Passage for review section start

In E.T.A. Hoffmann’s short story “The Sandman” (1817), a gothic tale of psychological unraveling, a young man called Nathaniel is haunted by visions of a nightmarish character who steals children’s eyes. Nathaniel, believing the Sandman has murdered his father, becomes unable to distinguish fantasy from reality, eventually falling in love with a mechanical doll named Olympia. When he sees Olympia torn apart by her creators, her eyes strewn on the ground, he has a complete breakdown.
For Anna Perach, an artist whose work explores how myths and other cultural narratives shape our ideas about ourselves, reading “The Sandman” felt like rifling through a treasure trove of material. She was especially fascinated by Olympia, interpreting her as a symbol of the often-repressed “monstrous feminine”—the chaotic and irrational aspects of the self that have been rigorously controlled and denied in patriarchal societies. “Storytelling is my main interest,” the Ukraine-born artist told me during a recent visit to her studio at Gasworks in South London, where she had her first institutional exhibition last year. “I identify as a woman, and I often work with women, so the themes and content I am drawn to tend to be related to that experience.”
Since graduating in 2020 with an MFA from Goldsmiths in London, Perach has speedily built an impressive resumé with group and solo shows at galleries including Edel Assanti in London and ADA in Rome. Her research-heavy projects have taken on subjects such as the Victorian side-show fixture of “spidora” (half-spider, half-woman) and 18th-century female wax cadavers known as “anatomical Venuses.” Perach riffs on these sources, often by creating most “wearable sculpture”: colorful life-sized figures, heads, and bodily appendages made from a textile called tufted yarn. Several of these are on view through June 24th in “A Leap of Sympathy” at Richard Saltoun in London (the show will later travel to the non-profit East Gallery in Norwich). The sculptures can be displayed statically in the gallery or activated through performance—an idea that Perach thinks may be rooted in her brief post-BA studies in classical theater and acting.

Passage for review section end
Provided information section start

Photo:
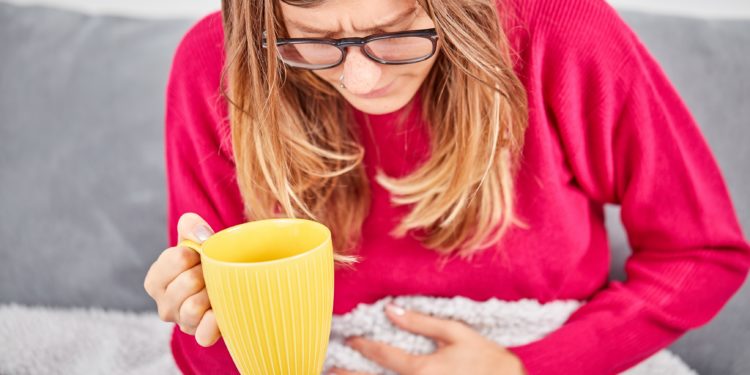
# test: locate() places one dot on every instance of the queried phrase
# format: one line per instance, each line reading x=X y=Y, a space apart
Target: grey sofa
x=82 y=187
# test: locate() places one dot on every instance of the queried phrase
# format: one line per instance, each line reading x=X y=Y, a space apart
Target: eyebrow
x=393 y=21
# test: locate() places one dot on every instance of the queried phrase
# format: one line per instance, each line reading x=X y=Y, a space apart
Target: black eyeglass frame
x=343 y=43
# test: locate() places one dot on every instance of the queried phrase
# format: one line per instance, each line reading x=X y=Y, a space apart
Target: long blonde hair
x=298 y=154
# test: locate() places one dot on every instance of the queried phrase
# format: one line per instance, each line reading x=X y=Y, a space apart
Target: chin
x=386 y=104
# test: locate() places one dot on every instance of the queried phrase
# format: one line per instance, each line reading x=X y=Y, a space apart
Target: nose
x=360 y=73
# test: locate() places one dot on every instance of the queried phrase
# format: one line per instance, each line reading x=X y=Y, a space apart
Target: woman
x=455 y=147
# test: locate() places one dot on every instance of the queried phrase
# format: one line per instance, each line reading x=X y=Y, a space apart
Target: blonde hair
x=298 y=155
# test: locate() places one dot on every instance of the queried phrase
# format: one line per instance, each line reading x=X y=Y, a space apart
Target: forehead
x=345 y=14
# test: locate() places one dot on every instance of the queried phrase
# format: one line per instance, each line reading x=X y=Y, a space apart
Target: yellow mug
x=270 y=283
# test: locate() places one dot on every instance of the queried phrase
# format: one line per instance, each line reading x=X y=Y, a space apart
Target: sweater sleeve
x=200 y=169
x=199 y=165
x=629 y=139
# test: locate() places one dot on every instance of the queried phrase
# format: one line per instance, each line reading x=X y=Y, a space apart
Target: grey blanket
x=41 y=340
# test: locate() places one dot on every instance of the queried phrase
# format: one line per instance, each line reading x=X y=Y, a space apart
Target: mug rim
x=265 y=262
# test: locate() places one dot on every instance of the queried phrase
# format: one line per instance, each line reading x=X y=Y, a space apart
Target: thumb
x=192 y=227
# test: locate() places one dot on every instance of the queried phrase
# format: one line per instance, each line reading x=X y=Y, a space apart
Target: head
x=367 y=85
x=297 y=150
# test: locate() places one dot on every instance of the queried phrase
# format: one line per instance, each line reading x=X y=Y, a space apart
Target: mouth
x=377 y=92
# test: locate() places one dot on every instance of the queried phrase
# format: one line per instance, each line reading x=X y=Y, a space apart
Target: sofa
x=82 y=184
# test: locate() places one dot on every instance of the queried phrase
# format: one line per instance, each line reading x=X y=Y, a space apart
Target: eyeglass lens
x=393 y=50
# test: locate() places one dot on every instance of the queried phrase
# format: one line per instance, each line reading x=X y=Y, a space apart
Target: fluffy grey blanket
x=39 y=340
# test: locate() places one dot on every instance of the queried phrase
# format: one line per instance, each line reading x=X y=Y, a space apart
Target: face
x=369 y=86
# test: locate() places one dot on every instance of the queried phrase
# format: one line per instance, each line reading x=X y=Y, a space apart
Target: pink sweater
x=606 y=126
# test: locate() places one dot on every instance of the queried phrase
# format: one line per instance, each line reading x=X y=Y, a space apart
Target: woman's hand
x=461 y=350
x=175 y=281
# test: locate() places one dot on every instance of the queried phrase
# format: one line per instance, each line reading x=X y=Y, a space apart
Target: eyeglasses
x=404 y=47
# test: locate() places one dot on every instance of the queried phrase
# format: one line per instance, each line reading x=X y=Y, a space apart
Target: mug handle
x=191 y=245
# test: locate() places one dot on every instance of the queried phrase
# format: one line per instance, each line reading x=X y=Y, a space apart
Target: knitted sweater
x=605 y=127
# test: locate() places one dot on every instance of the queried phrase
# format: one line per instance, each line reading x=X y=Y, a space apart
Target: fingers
x=179 y=291
x=192 y=227
x=445 y=330
x=171 y=263
x=207 y=332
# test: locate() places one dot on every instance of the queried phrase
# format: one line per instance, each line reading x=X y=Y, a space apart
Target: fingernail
x=202 y=232
x=397 y=310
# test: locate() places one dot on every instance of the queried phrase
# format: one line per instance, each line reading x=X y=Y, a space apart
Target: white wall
x=192 y=8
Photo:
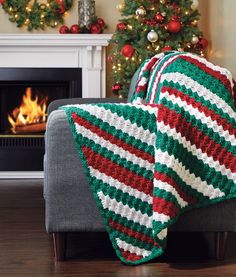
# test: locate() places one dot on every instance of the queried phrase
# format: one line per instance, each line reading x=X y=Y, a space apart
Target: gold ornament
x=195 y=39
x=141 y=11
x=152 y=36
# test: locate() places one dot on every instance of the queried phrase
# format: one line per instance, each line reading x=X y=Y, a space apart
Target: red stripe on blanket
x=165 y=178
x=131 y=233
x=120 y=143
x=163 y=206
x=209 y=113
x=149 y=67
x=197 y=137
x=130 y=256
x=216 y=74
x=117 y=172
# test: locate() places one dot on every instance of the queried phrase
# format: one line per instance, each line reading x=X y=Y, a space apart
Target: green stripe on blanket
x=172 y=149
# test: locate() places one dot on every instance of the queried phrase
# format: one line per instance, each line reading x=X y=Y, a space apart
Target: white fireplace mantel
x=87 y=51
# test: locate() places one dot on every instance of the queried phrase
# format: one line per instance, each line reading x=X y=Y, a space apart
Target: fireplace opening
x=24 y=97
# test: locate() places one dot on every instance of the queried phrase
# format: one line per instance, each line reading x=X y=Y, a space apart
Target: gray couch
x=69 y=203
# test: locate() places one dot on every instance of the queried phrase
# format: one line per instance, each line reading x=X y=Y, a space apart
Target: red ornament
x=121 y=26
x=101 y=22
x=61 y=9
x=110 y=59
x=175 y=7
x=175 y=18
x=159 y=18
x=95 y=28
x=151 y=22
x=116 y=87
x=174 y=26
x=203 y=43
x=127 y=50
x=74 y=29
x=63 y=29
x=166 y=48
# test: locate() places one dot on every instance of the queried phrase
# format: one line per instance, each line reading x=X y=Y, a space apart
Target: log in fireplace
x=24 y=96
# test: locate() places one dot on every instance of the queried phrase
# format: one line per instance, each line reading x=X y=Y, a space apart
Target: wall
x=104 y=8
x=218 y=22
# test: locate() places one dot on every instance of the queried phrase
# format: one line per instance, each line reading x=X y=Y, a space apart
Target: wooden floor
x=26 y=249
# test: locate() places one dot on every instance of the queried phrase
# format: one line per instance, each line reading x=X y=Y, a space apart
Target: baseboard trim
x=21 y=175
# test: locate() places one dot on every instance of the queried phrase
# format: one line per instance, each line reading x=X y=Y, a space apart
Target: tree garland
x=36 y=15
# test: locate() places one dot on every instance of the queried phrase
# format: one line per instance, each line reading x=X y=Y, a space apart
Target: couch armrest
x=70 y=101
x=69 y=203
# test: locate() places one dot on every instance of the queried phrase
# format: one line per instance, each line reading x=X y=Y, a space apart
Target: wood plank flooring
x=26 y=249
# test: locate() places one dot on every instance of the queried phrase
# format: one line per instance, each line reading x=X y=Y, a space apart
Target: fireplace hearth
x=24 y=96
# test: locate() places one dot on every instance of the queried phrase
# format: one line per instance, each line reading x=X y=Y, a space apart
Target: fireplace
x=24 y=96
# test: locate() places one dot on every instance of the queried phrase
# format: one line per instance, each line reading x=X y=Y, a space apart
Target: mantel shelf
x=87 y=51
x=54 y=40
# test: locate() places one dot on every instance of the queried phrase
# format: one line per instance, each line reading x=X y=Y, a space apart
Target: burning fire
x=30 y=116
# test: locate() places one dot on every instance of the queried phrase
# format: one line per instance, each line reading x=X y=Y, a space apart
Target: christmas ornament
x=86 y=10
x=195 y=39
x=151 y=22
x=74 y=29
x=101 y=22
x=110 y=59
x=174 y=26
x=194 y=22
x=152 y=36
x=194 y=5
x=121 y=26
x=116 y=87
x=203 y=43
x=127 y=50
x=159 y=18
x=175 y=7
x=120 y=7
x=95 y=29
x=61 y=8
x=166 y=48
x=141 y=11
x=64 y=30
x=36 y=15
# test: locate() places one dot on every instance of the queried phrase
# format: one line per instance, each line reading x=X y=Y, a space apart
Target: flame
x=31 y=111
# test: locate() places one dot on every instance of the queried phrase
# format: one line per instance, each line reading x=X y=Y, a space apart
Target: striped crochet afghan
x=173 y=148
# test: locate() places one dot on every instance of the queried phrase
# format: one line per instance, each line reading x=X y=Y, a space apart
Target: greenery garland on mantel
x=36 y=14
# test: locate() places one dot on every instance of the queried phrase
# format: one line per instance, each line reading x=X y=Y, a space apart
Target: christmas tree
x=150 y=27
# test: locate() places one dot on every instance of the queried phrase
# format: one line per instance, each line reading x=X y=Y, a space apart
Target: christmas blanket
x=173 y=148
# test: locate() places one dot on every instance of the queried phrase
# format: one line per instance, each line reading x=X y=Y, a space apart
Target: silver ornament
x=152 y=36
x=195 y=40
x=194 y=5
x=141 y=11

Provided information section end

## Brief
Rewrite the passage on Anna Perach starting at "In E.T.A. Hoffmann’s" and ending at "a complete breakdown.", with "mechanical doll" changed to "clockwork automaton".

## Task answer
In E.T.A. Hoffmann’s short story “The Sandman” (1817), a gothic tale of psychological unraveling, a young man called Nathaniel is haunted by visions of a nightmarish character who steals children’s eyes. Nathaniel, believing the Sandman has murdered his father, becomes unable to distinguish fantasy from reality, eventually falling in love with a clockwork automaton named Olympia. When he sees Olympia torn apart by her creators, her eyes strewn on the ground, he has a complete breakdown.